▸ The request
Copy the data below word for word, from its first line through the line that contains "pixel 261 109", including that line.

▸ Data listing
┄┄┄┄┄┄
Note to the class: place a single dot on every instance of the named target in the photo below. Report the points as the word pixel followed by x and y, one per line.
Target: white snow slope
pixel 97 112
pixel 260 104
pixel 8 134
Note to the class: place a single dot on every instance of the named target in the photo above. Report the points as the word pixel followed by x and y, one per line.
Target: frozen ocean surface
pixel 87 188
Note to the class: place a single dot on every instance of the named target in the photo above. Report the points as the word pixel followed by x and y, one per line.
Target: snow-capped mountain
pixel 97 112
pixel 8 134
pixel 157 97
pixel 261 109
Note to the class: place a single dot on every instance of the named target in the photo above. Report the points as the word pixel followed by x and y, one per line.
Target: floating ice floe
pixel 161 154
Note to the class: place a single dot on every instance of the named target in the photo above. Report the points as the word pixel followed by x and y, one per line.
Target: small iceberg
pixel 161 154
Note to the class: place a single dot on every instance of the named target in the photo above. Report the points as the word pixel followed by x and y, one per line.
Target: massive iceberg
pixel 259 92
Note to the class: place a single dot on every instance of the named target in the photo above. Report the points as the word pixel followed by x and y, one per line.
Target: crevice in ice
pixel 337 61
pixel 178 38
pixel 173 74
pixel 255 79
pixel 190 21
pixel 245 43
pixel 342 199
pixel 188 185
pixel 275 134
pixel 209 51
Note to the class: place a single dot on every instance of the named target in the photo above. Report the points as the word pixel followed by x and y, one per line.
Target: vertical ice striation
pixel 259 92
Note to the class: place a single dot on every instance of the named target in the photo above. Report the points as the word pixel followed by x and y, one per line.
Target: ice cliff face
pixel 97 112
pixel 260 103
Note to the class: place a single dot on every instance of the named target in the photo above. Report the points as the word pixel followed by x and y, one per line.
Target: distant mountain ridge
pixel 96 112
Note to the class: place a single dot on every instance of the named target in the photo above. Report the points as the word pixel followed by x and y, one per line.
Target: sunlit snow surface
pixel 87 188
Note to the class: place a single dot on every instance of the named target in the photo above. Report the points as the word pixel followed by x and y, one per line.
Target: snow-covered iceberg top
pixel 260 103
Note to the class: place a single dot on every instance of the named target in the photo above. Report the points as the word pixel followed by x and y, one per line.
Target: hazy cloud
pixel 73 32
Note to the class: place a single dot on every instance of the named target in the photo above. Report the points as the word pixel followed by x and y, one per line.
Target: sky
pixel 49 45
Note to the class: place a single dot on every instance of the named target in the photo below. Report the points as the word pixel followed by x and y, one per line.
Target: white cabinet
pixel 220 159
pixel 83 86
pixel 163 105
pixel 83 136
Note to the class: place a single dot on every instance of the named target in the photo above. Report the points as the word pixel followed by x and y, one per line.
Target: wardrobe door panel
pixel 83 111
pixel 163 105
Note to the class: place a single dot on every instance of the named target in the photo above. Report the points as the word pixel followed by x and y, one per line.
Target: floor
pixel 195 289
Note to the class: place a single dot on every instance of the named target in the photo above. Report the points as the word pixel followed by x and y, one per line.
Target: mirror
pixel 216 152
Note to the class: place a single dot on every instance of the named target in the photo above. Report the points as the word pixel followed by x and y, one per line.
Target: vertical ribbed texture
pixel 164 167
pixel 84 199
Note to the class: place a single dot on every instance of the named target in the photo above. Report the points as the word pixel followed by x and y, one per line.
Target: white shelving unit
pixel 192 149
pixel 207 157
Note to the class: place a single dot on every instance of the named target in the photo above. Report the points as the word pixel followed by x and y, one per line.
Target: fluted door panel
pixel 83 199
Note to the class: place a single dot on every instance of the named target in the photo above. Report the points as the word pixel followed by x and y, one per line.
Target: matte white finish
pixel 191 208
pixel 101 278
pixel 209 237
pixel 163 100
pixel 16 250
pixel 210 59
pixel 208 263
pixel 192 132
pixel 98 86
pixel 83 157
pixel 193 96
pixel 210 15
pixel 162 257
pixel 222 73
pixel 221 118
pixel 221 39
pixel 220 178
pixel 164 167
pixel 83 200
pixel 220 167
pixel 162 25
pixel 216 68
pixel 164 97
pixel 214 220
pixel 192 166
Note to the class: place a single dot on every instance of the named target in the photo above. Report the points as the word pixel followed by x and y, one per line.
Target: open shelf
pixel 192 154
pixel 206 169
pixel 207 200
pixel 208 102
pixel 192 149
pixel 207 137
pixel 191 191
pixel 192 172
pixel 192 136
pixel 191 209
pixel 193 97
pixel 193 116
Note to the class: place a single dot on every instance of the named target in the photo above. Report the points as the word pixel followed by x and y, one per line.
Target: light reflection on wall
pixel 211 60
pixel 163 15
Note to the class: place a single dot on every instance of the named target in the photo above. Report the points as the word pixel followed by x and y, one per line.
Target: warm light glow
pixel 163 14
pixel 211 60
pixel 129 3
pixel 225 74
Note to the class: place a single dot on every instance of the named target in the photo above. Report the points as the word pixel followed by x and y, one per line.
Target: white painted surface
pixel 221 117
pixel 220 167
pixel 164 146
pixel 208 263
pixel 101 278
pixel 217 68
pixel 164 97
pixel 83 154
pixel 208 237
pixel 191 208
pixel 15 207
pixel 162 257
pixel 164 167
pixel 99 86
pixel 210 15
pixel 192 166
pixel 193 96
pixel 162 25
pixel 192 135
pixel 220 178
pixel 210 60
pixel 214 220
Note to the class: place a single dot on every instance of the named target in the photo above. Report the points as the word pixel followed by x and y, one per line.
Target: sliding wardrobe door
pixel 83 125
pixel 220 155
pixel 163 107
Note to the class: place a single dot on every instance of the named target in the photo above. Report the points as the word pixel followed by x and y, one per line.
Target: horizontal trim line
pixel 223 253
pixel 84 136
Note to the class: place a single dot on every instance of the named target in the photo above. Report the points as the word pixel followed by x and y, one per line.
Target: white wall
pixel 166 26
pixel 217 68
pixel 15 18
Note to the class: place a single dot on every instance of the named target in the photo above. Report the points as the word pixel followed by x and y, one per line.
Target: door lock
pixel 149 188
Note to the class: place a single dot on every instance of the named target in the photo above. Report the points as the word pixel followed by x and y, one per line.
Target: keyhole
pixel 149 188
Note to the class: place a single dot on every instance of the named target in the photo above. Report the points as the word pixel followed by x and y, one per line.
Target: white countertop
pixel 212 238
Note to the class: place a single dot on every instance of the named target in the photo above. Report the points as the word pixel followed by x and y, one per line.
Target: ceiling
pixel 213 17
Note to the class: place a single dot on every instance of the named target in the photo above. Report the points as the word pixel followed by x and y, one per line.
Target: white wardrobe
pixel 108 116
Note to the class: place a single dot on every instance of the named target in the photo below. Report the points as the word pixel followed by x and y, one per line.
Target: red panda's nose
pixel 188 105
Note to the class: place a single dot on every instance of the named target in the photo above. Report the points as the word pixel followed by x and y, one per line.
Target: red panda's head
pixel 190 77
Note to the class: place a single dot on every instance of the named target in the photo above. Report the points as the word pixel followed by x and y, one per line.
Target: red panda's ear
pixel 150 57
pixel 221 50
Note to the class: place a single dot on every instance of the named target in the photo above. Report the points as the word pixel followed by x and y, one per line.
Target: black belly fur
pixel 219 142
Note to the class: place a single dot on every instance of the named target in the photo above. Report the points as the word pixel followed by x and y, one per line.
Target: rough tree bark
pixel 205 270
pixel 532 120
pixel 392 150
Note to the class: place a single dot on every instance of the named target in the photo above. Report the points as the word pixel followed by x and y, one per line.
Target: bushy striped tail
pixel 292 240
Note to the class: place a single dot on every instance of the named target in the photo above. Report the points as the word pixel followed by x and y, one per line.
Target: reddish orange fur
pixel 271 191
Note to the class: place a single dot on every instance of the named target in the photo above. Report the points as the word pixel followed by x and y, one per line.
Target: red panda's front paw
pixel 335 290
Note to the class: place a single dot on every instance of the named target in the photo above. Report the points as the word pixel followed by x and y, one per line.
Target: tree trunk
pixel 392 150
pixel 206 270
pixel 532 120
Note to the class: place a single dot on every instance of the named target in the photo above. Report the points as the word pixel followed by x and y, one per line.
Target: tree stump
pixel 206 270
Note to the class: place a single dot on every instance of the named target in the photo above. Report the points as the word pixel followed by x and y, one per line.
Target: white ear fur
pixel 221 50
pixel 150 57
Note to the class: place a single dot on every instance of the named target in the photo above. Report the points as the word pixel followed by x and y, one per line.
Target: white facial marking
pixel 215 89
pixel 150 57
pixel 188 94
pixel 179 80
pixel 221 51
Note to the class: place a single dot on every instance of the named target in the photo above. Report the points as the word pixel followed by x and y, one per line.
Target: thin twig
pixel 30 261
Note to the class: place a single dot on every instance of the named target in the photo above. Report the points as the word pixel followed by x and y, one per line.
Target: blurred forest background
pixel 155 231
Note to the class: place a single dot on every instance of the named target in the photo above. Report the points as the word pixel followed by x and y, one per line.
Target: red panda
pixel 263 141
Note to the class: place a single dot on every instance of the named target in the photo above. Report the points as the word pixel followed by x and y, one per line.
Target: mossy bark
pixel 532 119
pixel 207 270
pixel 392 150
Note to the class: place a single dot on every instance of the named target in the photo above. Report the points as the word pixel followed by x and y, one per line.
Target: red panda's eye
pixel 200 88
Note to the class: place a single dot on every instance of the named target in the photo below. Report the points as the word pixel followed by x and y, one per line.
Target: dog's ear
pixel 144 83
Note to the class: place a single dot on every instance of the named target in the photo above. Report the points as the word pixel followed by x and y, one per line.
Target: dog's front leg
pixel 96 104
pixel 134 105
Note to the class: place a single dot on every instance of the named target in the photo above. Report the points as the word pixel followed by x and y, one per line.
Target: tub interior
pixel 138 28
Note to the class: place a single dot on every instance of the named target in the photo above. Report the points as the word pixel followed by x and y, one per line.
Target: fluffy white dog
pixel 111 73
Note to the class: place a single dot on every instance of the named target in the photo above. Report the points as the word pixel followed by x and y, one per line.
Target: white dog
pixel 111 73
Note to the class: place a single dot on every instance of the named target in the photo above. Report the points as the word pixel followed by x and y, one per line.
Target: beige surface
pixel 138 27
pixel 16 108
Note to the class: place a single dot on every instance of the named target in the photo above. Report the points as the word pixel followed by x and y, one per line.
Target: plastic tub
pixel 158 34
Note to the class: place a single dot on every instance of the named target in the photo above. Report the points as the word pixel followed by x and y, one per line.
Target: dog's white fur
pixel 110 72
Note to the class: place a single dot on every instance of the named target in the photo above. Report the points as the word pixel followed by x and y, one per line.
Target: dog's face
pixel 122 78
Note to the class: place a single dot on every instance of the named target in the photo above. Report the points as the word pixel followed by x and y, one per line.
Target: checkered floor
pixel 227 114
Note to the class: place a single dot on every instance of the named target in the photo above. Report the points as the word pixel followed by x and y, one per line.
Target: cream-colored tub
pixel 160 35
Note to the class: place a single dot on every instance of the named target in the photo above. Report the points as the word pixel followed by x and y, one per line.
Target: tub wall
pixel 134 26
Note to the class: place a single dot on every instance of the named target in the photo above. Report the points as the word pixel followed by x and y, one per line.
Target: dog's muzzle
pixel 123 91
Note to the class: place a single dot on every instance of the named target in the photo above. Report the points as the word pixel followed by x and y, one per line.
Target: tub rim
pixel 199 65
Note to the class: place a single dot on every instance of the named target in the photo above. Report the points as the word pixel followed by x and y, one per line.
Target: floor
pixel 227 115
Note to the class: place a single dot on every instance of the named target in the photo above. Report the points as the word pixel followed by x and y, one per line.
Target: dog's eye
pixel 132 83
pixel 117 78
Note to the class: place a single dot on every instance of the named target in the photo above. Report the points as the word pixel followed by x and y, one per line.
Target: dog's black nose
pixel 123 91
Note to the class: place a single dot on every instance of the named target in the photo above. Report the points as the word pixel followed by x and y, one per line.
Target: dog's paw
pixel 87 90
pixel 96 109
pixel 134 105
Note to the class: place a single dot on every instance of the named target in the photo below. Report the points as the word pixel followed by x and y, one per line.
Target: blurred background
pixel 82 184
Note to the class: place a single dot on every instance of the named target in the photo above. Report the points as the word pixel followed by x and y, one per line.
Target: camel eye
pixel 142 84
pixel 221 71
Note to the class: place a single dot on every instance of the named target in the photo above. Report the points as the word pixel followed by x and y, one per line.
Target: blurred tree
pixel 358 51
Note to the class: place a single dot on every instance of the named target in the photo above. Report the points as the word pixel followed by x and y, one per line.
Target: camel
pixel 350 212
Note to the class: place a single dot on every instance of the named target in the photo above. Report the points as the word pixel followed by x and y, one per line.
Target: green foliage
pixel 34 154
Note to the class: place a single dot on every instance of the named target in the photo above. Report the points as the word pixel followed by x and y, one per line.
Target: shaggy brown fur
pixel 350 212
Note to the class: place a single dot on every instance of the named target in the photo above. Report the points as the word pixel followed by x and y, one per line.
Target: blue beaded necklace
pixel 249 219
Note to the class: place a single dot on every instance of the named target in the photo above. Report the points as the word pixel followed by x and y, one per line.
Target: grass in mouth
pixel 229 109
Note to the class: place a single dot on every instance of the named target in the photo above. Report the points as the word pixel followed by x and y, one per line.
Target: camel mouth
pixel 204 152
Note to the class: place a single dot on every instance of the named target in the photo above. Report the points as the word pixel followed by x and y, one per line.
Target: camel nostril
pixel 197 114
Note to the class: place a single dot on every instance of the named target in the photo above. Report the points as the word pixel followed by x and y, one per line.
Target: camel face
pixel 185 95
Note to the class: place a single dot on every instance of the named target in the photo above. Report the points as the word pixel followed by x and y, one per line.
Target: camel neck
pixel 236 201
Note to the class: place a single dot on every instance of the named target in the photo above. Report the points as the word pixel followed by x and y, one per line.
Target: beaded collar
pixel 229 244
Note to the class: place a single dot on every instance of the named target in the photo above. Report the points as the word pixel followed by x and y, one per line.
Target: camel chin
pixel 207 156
┄┄┄┄┄┄
▸ Response
Note to the class: place a single dot on every instance of the named target in the photo below. Report the points as the word pixel followed by x and y, one per line.
Target: white snow slope
pixel 97 112
pixel 260 104
pixel 8 134
Note to the class: place a single dot on every instance of the named target in the photo above. Report the points as the word pixel followed by x and y, one per line.
Target: frozen ocean surface
pixel 87 188
Note to the class: place a single dot on every instance of the named target in the photo above. Report the points as the word pixel followed by x and y, one per line.
Target: snow-capped mountain
pixel 97 112
pixel 8 134
pixel 157 97
pixel 261 109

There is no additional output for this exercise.